— start of Listing —

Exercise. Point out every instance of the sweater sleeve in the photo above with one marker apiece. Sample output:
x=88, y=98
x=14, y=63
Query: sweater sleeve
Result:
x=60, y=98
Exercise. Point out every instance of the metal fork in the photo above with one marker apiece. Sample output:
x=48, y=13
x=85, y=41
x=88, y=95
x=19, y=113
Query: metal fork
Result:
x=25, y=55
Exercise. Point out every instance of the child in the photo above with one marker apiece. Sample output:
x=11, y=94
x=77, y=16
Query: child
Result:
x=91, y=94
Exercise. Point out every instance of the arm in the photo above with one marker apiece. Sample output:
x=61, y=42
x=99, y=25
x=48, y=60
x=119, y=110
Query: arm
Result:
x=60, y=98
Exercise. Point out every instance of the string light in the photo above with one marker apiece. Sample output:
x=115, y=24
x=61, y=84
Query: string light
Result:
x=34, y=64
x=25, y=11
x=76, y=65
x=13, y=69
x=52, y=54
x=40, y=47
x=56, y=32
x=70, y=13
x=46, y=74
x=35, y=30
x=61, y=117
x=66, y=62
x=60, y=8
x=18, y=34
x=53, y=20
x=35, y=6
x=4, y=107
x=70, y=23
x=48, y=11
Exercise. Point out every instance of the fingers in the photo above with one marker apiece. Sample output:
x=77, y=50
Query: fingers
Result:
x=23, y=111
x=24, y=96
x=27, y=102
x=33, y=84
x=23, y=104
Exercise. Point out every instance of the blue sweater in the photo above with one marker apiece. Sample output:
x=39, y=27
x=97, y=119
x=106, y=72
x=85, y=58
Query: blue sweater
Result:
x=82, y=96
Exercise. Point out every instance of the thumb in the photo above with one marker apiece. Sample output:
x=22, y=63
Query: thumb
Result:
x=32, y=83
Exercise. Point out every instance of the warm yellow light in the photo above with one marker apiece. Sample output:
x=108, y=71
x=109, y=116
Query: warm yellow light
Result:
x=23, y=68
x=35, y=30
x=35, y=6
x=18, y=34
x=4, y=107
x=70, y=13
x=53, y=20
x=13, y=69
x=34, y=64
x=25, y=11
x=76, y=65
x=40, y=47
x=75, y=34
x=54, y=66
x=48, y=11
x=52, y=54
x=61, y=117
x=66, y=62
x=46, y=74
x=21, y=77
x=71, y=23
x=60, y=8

— end of Listing —

## Exercise task
Copy out the listing above without changes, from the line that contains "Exercise. Point out every instance of the fingers" down to the end of the listing, including both of those lines.

## The solution
Exercise. Point out every instance of the fingers in the photo above with one marker apiece. Sample output:
x=77, y=50
Query: fingers
Result:
x=23, y=111
x=24, y=96
x=27, y=102
x=33, y=84
x=23, y=104
Exercise. Point out every instance of the blue sweater in the photo above with one marker apiece. Sample output:
x=39, y=27
x=97, y=119
x=106, y=72
x=85, y=58
Query: blue sweater
Result:
x=82, y=96
Exercise. Point out every instance of the thumb in the photo above with one marker apiece. Sample output:
x=22, y=63
Query: thumb
Result:
x=32, y=83
Exercise. Point out every instance of the warm yellow light in the photo above with one marker apiece. Sample output:
x=108, y=71
x=109, y=116
Query: warm yellow light
Result:
x=23, y=68
x=35, y=30
x=35, y=6
x=18, y=34
x=4, y=107
x=70, y=13
x=53, y=20
x=13, y=69
x=34, y=64
x=25, y=11
x=76, y=65
x=40, y=47
x=75, y=34
x=54, y=66
x=48, y=11
x=52, y=54
x=61, y=117
x=66, y=62
x=46, y=74
x=21, y=77
x=71, y=23
x=60, y=8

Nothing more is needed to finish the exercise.